## Brano fornito
____
Troppo facile sbavare dopo, quando vengono gli ospiti a leggere il risultato di gara tra le due canzoni presentate da ogni artista. Qui avrebbe fatto una bella differenza lamentarsi, per esempio, che avrebbe preferito che anche i culi dei ragazzi fossero visibili a metà...

Ma l'intelligenza del personaggio pubblico Littizzetto (che, per classica sperequazione sessista, percepisce un compenso che è poco meno della metà di quello di Fazio)  sta tutta nell'occhio di guarda.

Insomma i culi al vento sono ancora solamente quelli delle donne.

Il maschio come oggetto sexy (sdoganato da più di 30 anni di pubblicità) non è di casa a Sanremo.

Anzi quando più avanti nella serata Laetitia Casta canta Ma 'ndo vai se la banana non ce l'hai da Polvere di Stelle (Italia, 1973) di Alberto Sordi, accompagnata dai ballerini à la Zizi Jeanmaire,
Fazio richiama uno dei ballerini dicendogli scusi signore ha dimenticato una piuma ribadendo una presunta superiorità virile lui che sbava dietro Laetitia come un quindicenne per tutta l'esibizione dell'attrice francese...

Insomma un'Italia sessista maschilista eterocentrica dove la fica deve piacere a tutti gli uomini e anche le donne notato i bei culi femminili non come rivendicazione del proprio corpo o per l'omoerotismo lesbico ma sempre per strizzare l'occhio ai gusti del maschio quello incarnato da Fazio che si dice invidioso di un coriandolo insinuatosi nei seni di Laetita o quello incarnato da Marco Bocci quando Luciana Littizzetto lo zittisce per mandare in onda la pubblicità: “Zitto Marco Bocci, guarda le mie bocce!“, e Bocci risponde: Ammazza che belle!
____
## Obiettivo A
Rispondi a queste domande sul testo su Sanremo:
(i) Quanto guadagna Littizzetto rispetto a Fazio?
(ii) Quale canzone canta Laetitia Casta e da quale film viene?
(iii) Che cosa risponde Marco Bocci alla battuta di Luciana Littizzetto?
## Obiettivo B
Ricopia dal testo su Sanremo il tratto che va da "Troppo facile sbavare" a "visibili a metà...".
Le righe sono materiale a parte e non hanno legami con il testo su Sanremo.

Dati di etichettatura delle coordinate
____
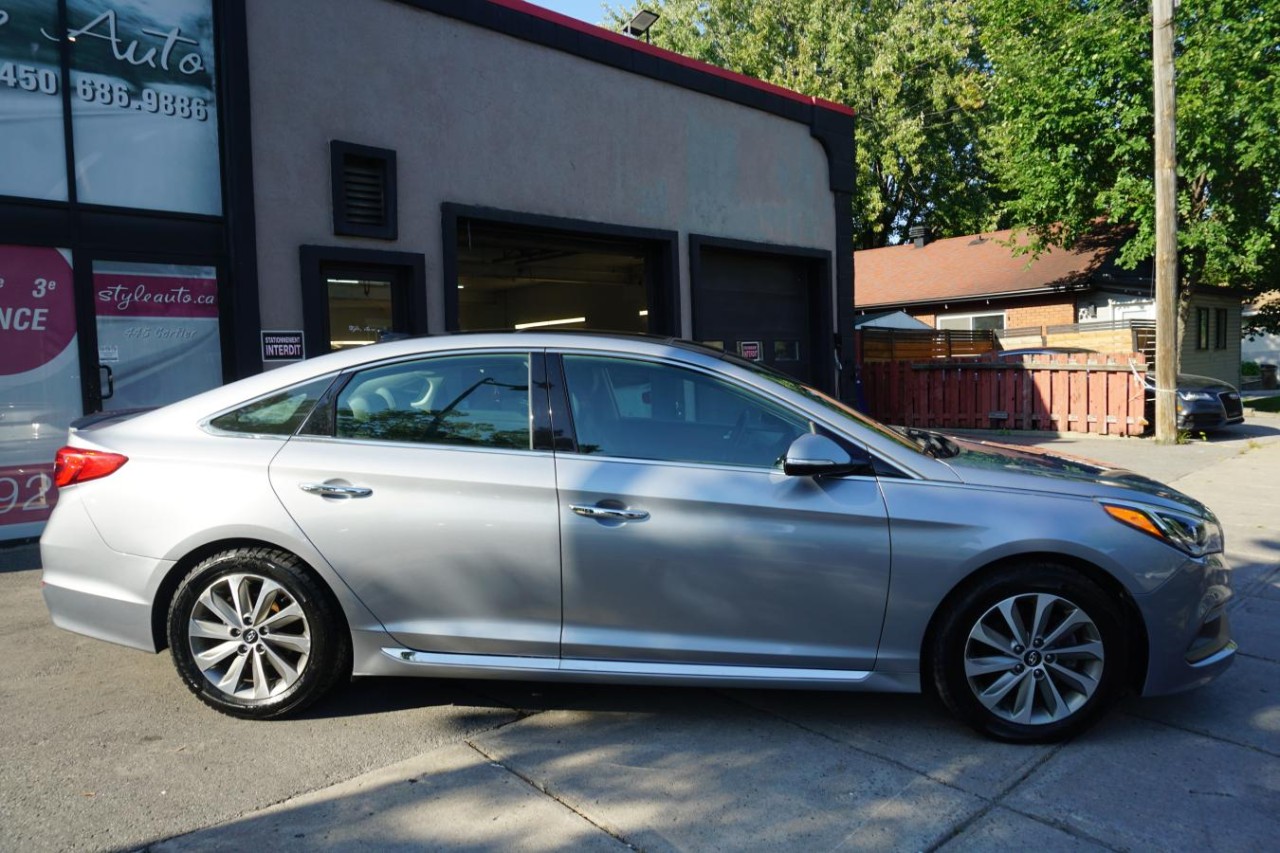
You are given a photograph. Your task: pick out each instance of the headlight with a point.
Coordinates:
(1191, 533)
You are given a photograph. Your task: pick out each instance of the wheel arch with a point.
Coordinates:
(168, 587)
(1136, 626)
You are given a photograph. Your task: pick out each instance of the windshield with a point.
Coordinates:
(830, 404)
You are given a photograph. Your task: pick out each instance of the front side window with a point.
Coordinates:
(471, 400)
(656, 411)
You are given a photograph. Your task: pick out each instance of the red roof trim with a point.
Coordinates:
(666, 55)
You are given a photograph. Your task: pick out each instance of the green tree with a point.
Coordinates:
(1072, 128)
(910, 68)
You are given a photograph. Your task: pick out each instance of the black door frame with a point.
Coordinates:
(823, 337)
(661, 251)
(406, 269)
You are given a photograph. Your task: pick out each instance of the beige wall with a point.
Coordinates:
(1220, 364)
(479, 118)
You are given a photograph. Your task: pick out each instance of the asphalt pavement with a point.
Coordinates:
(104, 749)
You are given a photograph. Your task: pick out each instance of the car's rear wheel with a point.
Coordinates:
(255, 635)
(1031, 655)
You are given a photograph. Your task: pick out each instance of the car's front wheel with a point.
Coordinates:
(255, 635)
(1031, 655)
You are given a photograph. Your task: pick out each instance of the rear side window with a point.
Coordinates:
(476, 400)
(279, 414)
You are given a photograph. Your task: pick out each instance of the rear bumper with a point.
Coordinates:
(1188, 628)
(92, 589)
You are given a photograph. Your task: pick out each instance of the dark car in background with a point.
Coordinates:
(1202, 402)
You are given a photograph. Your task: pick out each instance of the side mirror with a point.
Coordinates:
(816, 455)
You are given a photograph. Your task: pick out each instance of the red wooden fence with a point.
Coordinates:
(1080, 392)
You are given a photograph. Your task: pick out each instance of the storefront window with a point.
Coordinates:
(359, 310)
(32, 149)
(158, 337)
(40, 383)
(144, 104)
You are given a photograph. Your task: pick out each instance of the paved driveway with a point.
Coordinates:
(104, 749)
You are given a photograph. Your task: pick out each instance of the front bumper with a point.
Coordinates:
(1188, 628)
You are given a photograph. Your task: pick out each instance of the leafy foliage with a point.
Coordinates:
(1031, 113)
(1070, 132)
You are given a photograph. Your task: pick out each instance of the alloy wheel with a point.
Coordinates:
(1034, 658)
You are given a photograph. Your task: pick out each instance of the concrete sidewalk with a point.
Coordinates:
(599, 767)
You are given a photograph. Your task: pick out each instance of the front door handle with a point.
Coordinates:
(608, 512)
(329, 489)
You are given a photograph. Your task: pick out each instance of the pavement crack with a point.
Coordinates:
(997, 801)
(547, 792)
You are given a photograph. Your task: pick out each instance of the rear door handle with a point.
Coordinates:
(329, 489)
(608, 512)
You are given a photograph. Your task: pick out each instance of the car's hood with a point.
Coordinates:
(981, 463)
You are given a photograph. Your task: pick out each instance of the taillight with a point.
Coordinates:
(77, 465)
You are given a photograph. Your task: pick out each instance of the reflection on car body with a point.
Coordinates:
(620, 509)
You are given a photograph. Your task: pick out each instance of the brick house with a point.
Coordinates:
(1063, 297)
____
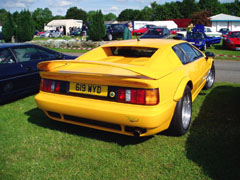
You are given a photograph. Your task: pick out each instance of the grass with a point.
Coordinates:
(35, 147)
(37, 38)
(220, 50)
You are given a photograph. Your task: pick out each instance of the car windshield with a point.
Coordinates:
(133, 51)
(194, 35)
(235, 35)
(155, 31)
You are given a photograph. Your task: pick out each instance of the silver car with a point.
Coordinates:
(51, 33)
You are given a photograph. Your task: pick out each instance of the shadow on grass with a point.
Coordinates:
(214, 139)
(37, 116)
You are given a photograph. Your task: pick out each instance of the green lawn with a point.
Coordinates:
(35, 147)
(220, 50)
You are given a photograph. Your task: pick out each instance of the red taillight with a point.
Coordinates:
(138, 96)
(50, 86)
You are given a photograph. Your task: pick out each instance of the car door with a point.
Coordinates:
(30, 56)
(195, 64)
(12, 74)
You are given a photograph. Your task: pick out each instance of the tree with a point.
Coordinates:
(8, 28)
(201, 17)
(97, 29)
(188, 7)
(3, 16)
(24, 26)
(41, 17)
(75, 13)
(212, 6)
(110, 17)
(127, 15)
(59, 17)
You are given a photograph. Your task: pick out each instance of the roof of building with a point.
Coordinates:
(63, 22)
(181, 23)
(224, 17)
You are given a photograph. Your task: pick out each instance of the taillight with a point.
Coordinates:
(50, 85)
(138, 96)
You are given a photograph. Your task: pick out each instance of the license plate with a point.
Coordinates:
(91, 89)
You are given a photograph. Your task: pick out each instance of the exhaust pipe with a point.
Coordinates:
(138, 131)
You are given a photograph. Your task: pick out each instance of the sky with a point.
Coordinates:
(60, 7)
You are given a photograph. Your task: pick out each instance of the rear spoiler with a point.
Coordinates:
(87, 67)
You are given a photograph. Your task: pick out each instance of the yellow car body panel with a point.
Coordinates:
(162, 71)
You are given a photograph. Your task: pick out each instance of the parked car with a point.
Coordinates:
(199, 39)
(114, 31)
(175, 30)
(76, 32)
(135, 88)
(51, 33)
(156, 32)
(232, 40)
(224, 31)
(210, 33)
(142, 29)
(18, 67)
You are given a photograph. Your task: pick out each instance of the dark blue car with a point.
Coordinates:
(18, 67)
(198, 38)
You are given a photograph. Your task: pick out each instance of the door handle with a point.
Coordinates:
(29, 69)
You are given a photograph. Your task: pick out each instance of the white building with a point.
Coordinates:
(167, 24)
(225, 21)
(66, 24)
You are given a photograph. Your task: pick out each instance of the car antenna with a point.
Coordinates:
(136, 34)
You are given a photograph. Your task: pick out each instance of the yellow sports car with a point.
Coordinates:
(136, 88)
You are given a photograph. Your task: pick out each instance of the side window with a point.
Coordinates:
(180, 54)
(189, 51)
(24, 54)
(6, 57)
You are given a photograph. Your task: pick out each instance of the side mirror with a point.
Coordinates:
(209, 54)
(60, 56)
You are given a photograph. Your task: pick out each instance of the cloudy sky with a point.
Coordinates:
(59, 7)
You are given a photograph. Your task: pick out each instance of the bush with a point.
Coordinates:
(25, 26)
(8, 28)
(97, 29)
____
## Risultato dell'esercizio A
(i) Poco meno della metà del compenso di Fazio.
(ii) Canta "Ma 'ndo vai se la banana non ce l'hai", dal film "Polvere di Stelle" (Italia, 1973) di Alberto Sordi.
(iii) Risponde: "Ammazza che belle!"

## Risultato dell'esercizio B
Troppo facile sbavare dopo, quando vengono gli ospiti a leggere il risultato di gara tra le due canzoni presentate da ogni artista. Qui avrebbe fatto una bella differenza lamentarsi, per esempio, che avrebbe preferito che anche i culi dei ragazzi fossero visibili a metà...